- Written request
Gather every line in the material below that contains the word "ceiling", and list each one in full.

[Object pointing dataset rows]
┄┄┄┄┄┄
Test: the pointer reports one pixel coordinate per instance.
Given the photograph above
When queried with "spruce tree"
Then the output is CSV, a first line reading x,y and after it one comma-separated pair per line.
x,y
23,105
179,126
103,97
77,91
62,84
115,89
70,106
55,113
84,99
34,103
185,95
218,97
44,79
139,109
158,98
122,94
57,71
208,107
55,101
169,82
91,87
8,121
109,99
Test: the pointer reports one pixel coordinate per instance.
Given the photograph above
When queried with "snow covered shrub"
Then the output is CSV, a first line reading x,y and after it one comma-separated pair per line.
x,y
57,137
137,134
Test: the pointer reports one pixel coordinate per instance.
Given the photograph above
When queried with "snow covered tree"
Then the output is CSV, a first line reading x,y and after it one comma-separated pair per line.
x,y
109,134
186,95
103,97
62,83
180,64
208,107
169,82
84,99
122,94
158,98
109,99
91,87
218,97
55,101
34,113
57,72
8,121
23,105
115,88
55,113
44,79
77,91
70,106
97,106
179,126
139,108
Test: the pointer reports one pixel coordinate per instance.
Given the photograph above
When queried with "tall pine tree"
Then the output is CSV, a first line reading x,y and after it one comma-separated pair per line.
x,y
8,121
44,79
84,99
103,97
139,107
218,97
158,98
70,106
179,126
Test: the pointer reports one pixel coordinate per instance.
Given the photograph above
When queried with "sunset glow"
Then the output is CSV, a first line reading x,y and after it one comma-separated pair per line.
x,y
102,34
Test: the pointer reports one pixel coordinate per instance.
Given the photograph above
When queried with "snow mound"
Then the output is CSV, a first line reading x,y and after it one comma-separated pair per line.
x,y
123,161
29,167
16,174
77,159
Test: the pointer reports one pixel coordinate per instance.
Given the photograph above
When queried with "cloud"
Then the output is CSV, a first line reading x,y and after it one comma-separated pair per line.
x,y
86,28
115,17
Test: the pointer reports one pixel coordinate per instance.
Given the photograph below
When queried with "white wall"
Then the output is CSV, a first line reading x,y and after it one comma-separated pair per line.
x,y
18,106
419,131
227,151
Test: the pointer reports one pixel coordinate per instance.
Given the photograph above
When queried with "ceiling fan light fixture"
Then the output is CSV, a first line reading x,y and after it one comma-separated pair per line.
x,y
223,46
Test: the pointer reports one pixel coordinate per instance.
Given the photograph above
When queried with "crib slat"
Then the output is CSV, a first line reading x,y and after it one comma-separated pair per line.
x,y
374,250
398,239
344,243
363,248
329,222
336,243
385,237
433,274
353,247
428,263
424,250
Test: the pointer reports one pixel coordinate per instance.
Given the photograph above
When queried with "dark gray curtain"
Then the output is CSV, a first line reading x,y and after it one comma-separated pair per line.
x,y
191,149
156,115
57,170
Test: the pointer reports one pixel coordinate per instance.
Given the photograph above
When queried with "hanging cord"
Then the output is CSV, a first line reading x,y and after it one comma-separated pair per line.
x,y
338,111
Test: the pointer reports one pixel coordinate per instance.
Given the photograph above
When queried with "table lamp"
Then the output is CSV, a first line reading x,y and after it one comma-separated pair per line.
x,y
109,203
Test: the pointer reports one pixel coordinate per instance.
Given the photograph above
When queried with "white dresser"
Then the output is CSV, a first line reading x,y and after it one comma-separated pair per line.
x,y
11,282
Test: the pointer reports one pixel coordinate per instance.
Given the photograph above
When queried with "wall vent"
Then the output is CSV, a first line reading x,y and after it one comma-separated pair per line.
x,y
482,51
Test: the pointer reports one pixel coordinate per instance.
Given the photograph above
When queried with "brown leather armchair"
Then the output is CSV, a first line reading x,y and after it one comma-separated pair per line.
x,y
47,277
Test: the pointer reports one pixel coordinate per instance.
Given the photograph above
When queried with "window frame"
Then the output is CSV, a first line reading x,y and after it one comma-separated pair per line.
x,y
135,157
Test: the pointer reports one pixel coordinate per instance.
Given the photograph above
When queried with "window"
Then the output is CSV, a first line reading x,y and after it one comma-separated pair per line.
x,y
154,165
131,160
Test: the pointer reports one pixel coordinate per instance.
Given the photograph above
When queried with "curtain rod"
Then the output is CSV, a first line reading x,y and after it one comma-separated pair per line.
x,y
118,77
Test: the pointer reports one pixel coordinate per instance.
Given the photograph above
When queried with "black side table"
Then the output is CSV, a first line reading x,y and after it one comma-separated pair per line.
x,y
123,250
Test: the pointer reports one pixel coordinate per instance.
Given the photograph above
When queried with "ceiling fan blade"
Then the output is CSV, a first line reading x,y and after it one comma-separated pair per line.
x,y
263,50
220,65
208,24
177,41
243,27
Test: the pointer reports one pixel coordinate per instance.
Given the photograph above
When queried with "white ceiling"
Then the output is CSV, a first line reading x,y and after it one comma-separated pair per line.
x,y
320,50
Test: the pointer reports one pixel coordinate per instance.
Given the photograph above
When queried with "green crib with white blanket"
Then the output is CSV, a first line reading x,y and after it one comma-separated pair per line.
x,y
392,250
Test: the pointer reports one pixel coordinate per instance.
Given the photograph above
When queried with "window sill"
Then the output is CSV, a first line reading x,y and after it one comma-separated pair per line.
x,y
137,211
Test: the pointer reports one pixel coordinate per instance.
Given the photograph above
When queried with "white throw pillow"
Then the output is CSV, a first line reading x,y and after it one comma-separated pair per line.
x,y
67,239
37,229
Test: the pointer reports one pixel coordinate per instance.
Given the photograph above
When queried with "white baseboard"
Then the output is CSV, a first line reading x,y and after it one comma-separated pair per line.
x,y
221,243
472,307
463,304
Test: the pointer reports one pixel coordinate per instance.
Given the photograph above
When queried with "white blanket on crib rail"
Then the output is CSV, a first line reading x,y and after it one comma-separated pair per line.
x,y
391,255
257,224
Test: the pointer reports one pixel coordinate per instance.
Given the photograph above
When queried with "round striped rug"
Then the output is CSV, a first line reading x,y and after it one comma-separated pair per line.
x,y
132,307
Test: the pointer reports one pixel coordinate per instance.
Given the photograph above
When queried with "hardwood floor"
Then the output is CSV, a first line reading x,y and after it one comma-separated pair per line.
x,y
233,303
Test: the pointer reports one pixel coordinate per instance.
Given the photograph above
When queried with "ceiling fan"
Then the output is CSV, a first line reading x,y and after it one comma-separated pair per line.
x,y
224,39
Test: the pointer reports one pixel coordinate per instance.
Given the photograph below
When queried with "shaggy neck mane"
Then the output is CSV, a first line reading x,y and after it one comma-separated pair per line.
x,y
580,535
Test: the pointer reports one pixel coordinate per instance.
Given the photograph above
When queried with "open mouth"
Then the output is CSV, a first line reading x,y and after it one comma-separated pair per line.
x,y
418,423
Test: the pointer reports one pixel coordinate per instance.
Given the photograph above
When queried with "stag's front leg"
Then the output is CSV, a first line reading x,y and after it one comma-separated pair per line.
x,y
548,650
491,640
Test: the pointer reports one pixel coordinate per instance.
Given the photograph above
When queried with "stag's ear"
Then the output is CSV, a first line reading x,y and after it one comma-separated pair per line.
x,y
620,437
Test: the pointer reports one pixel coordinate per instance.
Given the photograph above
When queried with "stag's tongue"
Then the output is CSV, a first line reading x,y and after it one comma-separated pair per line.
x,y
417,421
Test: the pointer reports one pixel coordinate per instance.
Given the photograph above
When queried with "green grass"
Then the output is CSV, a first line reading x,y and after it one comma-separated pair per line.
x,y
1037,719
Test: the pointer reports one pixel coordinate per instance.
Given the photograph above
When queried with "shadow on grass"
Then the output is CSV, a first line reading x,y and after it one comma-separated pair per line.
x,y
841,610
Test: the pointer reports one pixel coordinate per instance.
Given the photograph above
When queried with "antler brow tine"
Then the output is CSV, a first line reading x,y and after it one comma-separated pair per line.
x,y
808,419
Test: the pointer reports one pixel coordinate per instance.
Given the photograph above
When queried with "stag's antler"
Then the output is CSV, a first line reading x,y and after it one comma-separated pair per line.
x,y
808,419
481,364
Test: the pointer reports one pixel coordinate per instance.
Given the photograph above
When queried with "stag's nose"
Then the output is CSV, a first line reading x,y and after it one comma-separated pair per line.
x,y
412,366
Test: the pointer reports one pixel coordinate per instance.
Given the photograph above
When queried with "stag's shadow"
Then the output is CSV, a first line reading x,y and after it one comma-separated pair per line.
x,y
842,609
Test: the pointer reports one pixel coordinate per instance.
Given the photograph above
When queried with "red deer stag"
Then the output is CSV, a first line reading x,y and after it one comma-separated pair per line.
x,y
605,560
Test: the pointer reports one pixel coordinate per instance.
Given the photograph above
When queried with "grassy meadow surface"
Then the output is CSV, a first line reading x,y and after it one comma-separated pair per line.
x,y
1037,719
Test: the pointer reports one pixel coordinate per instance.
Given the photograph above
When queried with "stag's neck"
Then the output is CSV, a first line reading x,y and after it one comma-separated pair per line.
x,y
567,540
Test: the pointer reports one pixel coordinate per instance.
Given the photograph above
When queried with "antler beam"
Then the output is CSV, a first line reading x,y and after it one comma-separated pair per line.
┄┄┄┄┄┄
- Task response
When queried with "ceiling fan light fixture"
When queried with "ceiling fan blade"
When queried with "white ceiling"
When queried with "ceiling fan"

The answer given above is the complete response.